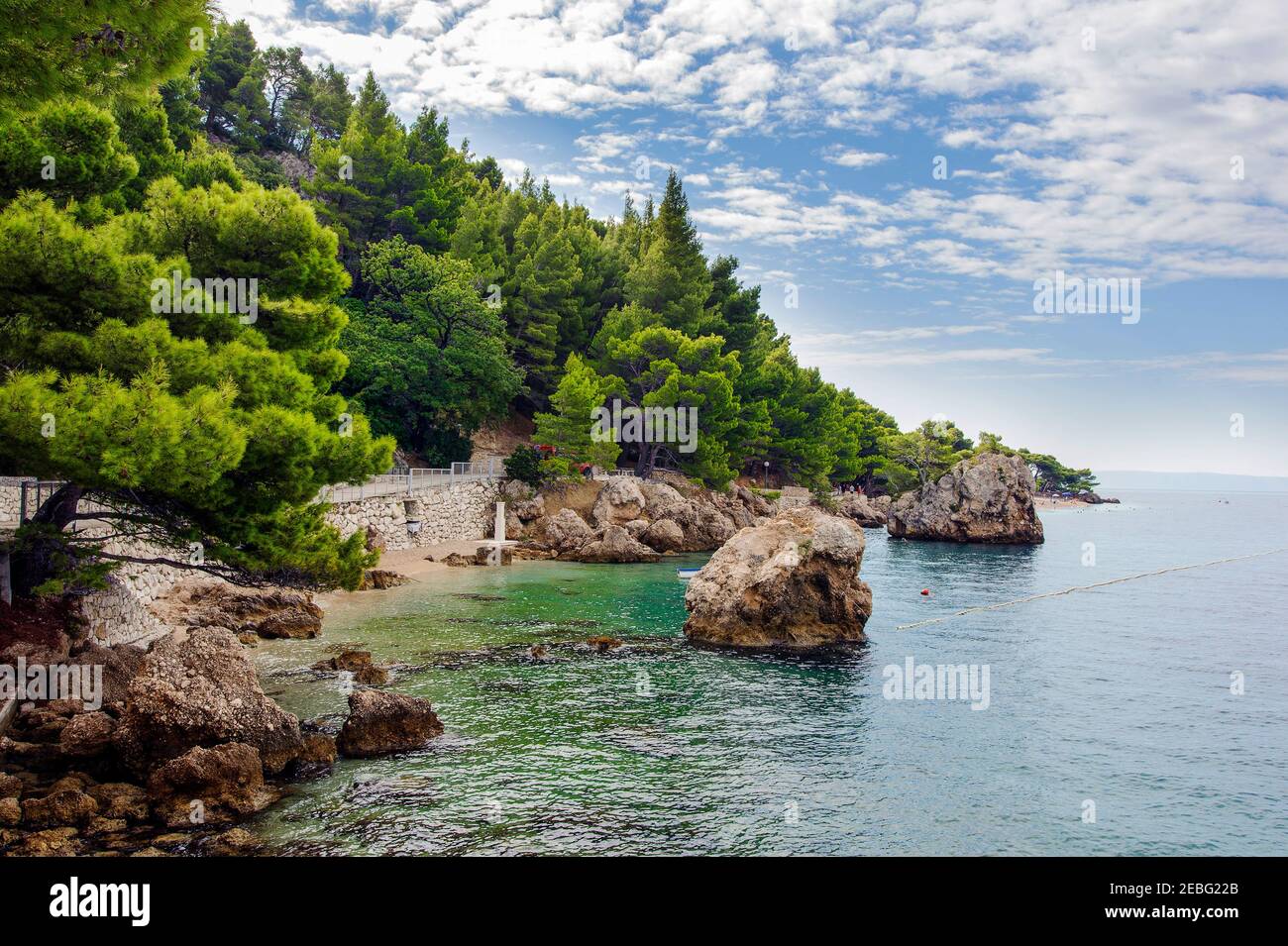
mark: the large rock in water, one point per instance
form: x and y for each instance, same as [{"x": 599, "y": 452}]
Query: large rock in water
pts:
[
  {"x": 864, "y": 510},
  {"x": 793, "y": 581},
  {"x": 198, "y": 688},
  {"x": 619, "y": 501},
  {"x": 382, "y": 722},
  {"x": 986, "y": 498}
]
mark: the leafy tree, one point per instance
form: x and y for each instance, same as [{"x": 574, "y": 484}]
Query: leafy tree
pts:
[
  {"x": 664, "y": 368},
  {"x": 428, "y": 358},
  {"x": 194, "y": 426},
  {"x": 67, "y": 150},
  {"x": 923, "y": 455},
  {"x": 568, "y": 426},
  {"x": 94, "y": 48},
  {"x": 539, "y": 296}
]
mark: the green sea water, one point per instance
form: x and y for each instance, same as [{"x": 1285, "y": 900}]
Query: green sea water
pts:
[{"x": 1120, "y": 696}]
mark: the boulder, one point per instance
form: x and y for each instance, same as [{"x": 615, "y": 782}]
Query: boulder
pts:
[
  {"x": 60, "y": 807},
  {"x": 267, "y": 613},
  {"x": 384, "y": 722},
  {"x": 664, "y": 536},
  {"x": 198, "y": 688},
  {"x": 665, "y": 502},
  {"x": 986, "y": 498},
  {"x": 86, "y": 735},
  {"x": 567, "y": 532},
  {"x": 619, "y": 501},
  {"x": 862, "y": 510},
  {"x": 793, "y": 581},
  {"x": 616, "y": 546},
  {"x": 120, "y": 799},
  {"x": 227, "y": 782}
]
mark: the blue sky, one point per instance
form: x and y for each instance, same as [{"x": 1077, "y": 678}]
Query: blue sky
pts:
[{"x": 1108, "y": 139}]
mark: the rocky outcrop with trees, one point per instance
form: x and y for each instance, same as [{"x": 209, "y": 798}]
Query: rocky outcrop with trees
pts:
[
  {"x": 791, "y": 581},
  {"x": 983, "y": 498},
  {"x": 635, "y": 520}
]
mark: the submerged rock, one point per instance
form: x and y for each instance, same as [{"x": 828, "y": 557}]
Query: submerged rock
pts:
[
  {"x": 864, "y": 510},
  {"x": 986, "y": 498},
  {"x": 198, "y": 688},
  {"x": 210, "y": 787},
  {"x": 271, "y": 613},
  {"x": 382, "y": 722},
  {"x": 793, "y": 581}
]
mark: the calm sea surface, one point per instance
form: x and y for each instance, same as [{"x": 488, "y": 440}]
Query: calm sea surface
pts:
[{"x": 1117, "y": 697}]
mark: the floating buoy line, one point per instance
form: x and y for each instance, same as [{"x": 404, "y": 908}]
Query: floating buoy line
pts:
[{"x": 1085, "y": 587}]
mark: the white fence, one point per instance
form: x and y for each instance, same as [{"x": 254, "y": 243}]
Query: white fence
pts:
[{"x": 413, "y": 480}]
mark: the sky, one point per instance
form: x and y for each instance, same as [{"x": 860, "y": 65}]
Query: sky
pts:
[{"x": 900, "y": 176}]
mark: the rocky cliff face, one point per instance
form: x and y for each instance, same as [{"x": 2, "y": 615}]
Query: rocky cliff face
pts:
[
  {"x": 986, "y": 498},
  {"x": 791, "y": 581},
  {"x": 631, "y": 520}
]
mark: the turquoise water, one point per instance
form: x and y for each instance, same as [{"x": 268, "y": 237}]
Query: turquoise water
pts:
[{"x": 1120, "y": 696}]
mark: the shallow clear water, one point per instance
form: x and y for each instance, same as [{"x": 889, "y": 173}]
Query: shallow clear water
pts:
[{"x": 1120, "y": 696}]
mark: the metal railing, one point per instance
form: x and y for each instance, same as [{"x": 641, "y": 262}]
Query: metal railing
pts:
[{"x": 412, "y": 480}]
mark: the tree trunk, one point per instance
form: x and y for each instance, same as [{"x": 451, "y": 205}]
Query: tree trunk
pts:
[{"x": 34, "y": 562}]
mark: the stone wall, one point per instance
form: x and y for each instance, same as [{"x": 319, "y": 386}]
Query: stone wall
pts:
[
  {"x": 120, "y": 613},
  {"x": 11, "y": 497},
  {"x": 464, "y": 511}
]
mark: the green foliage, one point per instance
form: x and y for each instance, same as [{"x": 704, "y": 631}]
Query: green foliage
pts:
[
  {"x": 570, "y": 425},
  {"x": 428, "y": 358},
  {"x": 524, "y": 465},
  {"x": 94, "y": 50}
]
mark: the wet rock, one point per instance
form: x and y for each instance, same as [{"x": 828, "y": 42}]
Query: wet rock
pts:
[
  {"x": 382, "y": 722},
  {"x": 273, "y": 613},
  {"x": 88, "y": 735},
  {"x": 198, "y": 688},
  {"x": 67, "y": 806},
  {"x": 236, "y": 842},
  {"x": 863, "y": 510},
  {"x": 986, "y": 498},
  {"x": 664, "y": 536},
  {"x": 54, "y": 842},
  {"x": 793, "y": 581},
  {"x": 320, "y": 749},
  {"x": 120, "y": 799},
  {"x": 210, "y": 787}
]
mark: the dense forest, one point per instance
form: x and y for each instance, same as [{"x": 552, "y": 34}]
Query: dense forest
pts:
[{"x": 407, "y": 293}]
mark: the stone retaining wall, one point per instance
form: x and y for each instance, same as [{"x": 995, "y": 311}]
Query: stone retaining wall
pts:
[
  {"x": 464, "y": 511},
  {"x": 120, "y": 613}
]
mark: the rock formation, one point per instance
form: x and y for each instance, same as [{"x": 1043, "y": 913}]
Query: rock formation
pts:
[
  {"x": 986, "y": 498},
  {"x": 198, "y": 688},
  {"x": 866, "y": 510},
  {"x": 791, "y": 581},
  {"x": 384, "y": 722}
]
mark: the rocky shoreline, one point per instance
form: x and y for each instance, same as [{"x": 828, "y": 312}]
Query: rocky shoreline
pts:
[{"x": 184, "y": 744}]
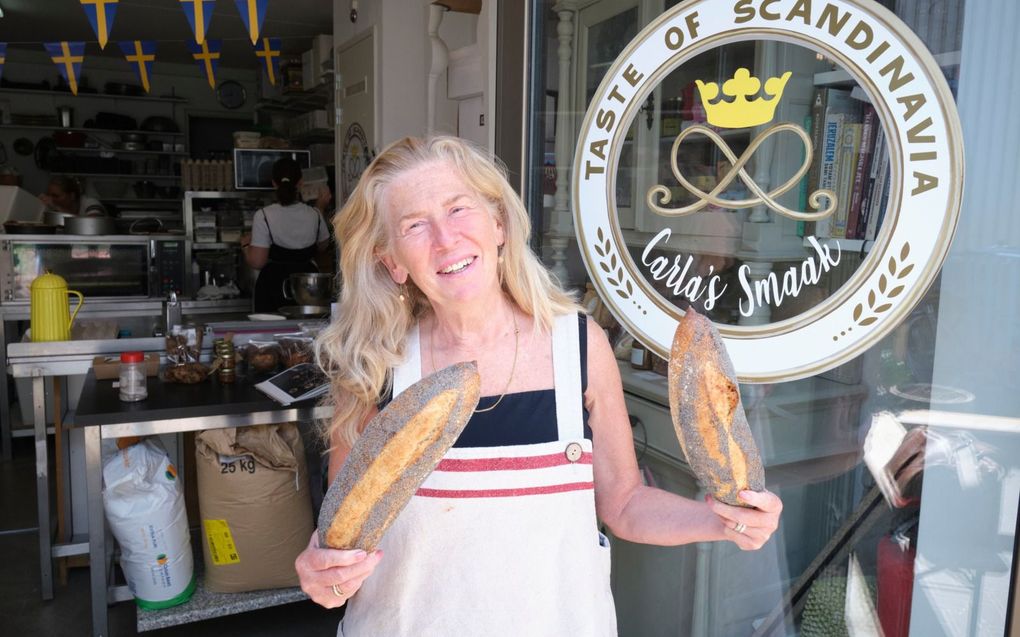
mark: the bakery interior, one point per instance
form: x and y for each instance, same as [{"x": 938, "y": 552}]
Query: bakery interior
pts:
[
  {"x": 180, "y": 166},
  {"x": 181, "y": 169}
]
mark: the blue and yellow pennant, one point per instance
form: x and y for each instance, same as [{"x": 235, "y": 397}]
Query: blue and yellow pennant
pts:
[
  {"x": 207, "y": 56},
  {"x": 253, "y": 14},
  {"x": 101, "y": 13},
  {"x": 140, "y": 54},
  {"x": 268, "y": 50},
  {"x": 68, "y": 57},
  {"x": 199, "y": 13}
]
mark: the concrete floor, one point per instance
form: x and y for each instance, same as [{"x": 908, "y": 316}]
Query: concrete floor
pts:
[{"x": 22, "y": 611}]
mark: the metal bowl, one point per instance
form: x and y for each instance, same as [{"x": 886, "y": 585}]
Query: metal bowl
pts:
[
  {"x": 311, "y": 288},
  {"x": 304, "y": 311}
]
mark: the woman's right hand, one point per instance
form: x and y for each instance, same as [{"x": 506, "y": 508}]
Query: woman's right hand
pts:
[{"x": 321, "y": 569}]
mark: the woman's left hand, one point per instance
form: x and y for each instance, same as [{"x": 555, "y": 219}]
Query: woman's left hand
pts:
[{"x": 756, "y": 525}]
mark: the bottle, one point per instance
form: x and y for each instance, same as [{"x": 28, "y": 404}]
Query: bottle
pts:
[
  {"x": 641, "y": 358},
  {"x": 133, "y": 386}
]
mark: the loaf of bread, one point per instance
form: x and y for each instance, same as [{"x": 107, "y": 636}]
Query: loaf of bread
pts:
[
  {"x": 398, "y": 449},
  {"x": 705, "y": 404}
]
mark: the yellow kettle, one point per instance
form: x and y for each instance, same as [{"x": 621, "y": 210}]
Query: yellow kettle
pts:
[{"x": 51, "y": 316}]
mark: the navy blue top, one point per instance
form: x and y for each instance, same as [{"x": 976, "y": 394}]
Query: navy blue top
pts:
[{"x": 523, "y": 417}]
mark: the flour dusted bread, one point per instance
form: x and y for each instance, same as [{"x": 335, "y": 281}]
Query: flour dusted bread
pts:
[
  {"x": 705, "y": 404},
  {"x": 397, "y": 452}
]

• Task goal:
Reproduce only those lines of the entries above that run from the line with "mark: the concrete" to the final line.

• Solution to the exercise:
mark: the concrete floor, one point per instance
form: x and y for each instance, same as [{"x": 908, "y": 316}]
Query: concrete floor
pts:
[{"x": 22, "y": 611}]
mark: the metal bowl, one point per instance
form: x and y for each instance, same as [{"x": 886, "y": 585}]
Query: metal bowl
pts:
[
  {"x": 311, "y": 288},
  {"x": 304, "y": 311}
]
mark: the woman's right hand, one point per instance
form: x and y for each instance, same as [{"x": 506, "y": 508}]
Query: woman's right hand
pts:
[{"x": 321, "y": 569}]
mark: the woman's left hand, one point per instance
form: x and y for each instance, same as [{"x": 555, "y": 219}]
Query: woman's left hand
pts:
[{"x": 756, "y": 525}]
mark: the bottle, one point per instance
form: x and y for each instance, same as [{"x": 28, "y": 404}]
Query: bottle
pts:
[
  {"x": 641, "y": 358},
  {"x": 133, "y": 386}
]
mark: the loaf of bread, one point per instance
form: x and y for each instance, same as [{"x": 107, "y": 636}]
Query: loaf of bread
pts:
[
  {"x": 398, "y": 449},
  {"x": 705, "y": 404}
]
mark: the yellow kettle, one point per instance
form: x and y for each instance, same as [{"x": 621, "y": 210}]
Query: yellow kettle
pts:
[{"x": 51, "y": 316}]
mark: the navy blue top, one point per instance
form: x and y for each instance, same as [{"x": 976, "y": 394}]
Query: navy blue top
pts:
[{"x": 523, "y": 417}]
mark: the flour dusted bread, one point per instance
form: x and y for each instance, same as [{"x": 335, "y": 281}]
Query: flour dusted bread
pts:
[
  {"x": 705, "y": 404},
  {"x": 397, "y": 452}
]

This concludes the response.